Document excerpt:
********

7 Surprising Facts About Pluto


Pluto, the ninth planet of the classical solar system was, until 2015, largely a mystery—a few pixels 3.6 billion miles from the Sun. When NASA's New Horizons spacecraft arrived at the diminutive object in the far-off Kuiper Belt, planetary scientists discovered a geologist's Disneyland—a mind-blowing world of steep mountains, smooth young surfaces, ice dunes, and a stunning blue atmosphere. To learn more, Mental Floss spoke to Kirby Runyon, a planetary geomorphologist at the Johns Hopkins University Applied Physics Laboratory and a scientist on the NASA New Horizons geology team. Here is what you need to know about Pluto, the small world with the biggest heart in the solar system.


At 1473 miles in diameter—about half the width of the United States—Pluto is the smallest of the nine classical planets and the largest discovered "trans-Neptunian object" (i.e., an object beyond the planet Neptune). As could be expected, it is cold on Pluto's surface: around -375°F. Its gravity is about 1/15 that of Earth. It has five moons: Charon, Nix, Hydra, Kerberos, and Styx. Charon is the largest of the moons by far, with a diameter about half that of Pluto. It takes about 248 Earth years for Pluto to circle the Sun, and during that time, its highly elliptical orbit takes it as far as 49 astronomical units from our star, and as close as 30.


Pluto the planet was discovered on February 18, 1930 by astronomer Clyde Tombaugh at the Lowell Observatory in Flagstaff, Arizona. It was named later that year by Venetia Burney, an 11-year-old girl in England. She first learned of the new, nameless planet from her grandfather, who mentioned it while reading the newspaper. Burney was interested in Greek and Roman mythology at the time, and she immediately suggested Pluto.

********

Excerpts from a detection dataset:
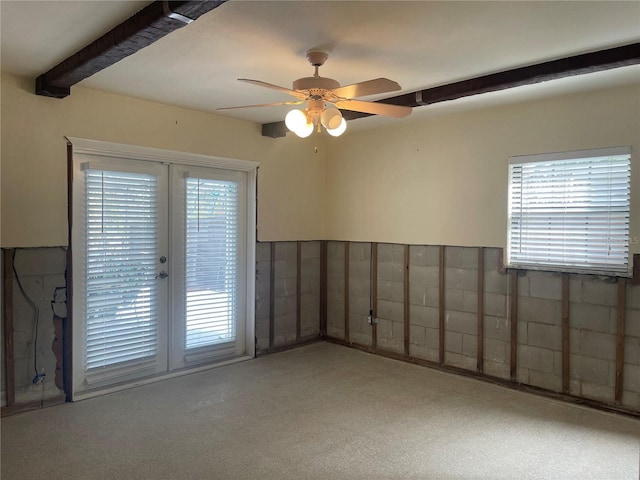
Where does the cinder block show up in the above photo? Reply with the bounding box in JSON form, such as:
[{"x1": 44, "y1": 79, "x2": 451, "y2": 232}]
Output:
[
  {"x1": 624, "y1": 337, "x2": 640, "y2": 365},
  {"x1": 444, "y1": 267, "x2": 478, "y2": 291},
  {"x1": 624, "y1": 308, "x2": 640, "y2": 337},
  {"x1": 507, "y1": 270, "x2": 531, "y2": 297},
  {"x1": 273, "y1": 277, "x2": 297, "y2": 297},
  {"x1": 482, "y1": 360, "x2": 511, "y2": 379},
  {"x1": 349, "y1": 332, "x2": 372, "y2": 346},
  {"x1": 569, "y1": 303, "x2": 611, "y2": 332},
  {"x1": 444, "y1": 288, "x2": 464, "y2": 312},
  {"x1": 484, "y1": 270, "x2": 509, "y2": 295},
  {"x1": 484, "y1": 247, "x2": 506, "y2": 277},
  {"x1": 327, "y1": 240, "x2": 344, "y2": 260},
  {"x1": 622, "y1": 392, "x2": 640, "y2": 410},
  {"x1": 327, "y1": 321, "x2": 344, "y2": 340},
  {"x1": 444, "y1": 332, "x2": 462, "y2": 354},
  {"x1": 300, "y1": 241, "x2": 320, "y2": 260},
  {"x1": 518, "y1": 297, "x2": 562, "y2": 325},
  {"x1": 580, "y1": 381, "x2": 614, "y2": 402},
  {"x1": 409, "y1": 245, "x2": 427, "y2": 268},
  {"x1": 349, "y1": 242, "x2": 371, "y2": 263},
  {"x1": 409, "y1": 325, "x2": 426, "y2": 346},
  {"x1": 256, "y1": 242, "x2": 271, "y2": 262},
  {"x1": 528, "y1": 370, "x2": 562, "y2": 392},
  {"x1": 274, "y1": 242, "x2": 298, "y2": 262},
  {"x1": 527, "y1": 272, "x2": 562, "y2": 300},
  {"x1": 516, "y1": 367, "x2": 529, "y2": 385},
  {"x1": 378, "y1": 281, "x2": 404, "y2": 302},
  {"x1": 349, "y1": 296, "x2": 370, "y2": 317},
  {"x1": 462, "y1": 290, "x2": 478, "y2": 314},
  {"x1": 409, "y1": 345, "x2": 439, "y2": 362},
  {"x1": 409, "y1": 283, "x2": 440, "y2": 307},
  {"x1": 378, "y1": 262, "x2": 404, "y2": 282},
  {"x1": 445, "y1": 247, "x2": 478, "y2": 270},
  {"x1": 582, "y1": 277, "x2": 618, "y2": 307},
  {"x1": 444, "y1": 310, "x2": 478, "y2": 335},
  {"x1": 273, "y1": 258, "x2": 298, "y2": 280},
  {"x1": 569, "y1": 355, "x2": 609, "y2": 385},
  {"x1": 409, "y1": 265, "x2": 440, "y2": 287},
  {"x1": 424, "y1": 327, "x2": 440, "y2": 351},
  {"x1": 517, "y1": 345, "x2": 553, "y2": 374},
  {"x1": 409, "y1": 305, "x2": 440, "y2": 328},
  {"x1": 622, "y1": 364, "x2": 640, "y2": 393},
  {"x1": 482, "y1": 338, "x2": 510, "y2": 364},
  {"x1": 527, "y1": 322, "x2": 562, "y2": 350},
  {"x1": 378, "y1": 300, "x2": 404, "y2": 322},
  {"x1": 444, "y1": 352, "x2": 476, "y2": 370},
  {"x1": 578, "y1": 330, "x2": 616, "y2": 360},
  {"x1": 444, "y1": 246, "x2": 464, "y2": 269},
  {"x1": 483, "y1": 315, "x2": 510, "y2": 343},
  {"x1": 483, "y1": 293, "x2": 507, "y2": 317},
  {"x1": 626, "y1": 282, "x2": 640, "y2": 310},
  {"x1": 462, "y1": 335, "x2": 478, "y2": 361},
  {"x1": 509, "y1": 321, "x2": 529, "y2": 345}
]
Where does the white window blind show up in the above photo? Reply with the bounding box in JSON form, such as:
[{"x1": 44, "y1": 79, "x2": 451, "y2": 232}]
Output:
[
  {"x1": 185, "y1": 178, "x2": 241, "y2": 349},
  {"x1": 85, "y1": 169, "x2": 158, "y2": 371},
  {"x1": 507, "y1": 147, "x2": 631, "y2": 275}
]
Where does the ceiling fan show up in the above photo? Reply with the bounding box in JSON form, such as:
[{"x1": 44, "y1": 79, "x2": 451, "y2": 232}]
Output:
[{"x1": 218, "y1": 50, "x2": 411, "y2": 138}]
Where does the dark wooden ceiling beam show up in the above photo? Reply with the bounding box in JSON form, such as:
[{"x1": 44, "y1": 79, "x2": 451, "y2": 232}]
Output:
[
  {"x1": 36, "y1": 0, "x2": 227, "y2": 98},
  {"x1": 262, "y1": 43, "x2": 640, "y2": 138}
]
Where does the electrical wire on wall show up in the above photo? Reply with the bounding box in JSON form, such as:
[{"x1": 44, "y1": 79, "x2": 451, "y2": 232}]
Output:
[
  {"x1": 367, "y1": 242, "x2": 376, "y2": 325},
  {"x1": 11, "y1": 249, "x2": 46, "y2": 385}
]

********

Tasks to carry out:
(a) In the Pluto article, reproduce everything from "Pluto the planet" down to "immediately suggested Pluto.", substituting "grandmother" for "grandfather".
(b) Rescale everything in the records from the line containing "Where does the electrical" down to the end of the records. Reproduce those lines, requests included, with each bounding-box coordinate in the answers multiplied by 1.65 and rounded to a whole number, halves up, and leave the sample coordinates in the requests unchanged.

Results of the tasks:
(a)
Pluto the planet was discovered on February 18, 1930 by astronomer Clyde Tombaugh at the Lowell Observatory in Flagstaff, Arizona. It was named later that year by Venetia Burney, an 11-year-old girl in England. She first learned of the new, nameless planet from her grandmother, who mentioned it while reading the newspaper. Burney was interested in Greek and Roman mythology at the time, and she immediately suggested Pluto.

(b)
Where does the electrical wire on wall show up in the above photo? Reply with the bounding box in JSON form, such as:
[{"x1": 44, "y1": 79, "x2": 451, "y2": 232}]
Output:
[
  {"x1": 606, "y1": 399, "x2": 620, "y2": 536},
  {"x1": 18, "y1": 411, "x2": 76, "y2": 635}
]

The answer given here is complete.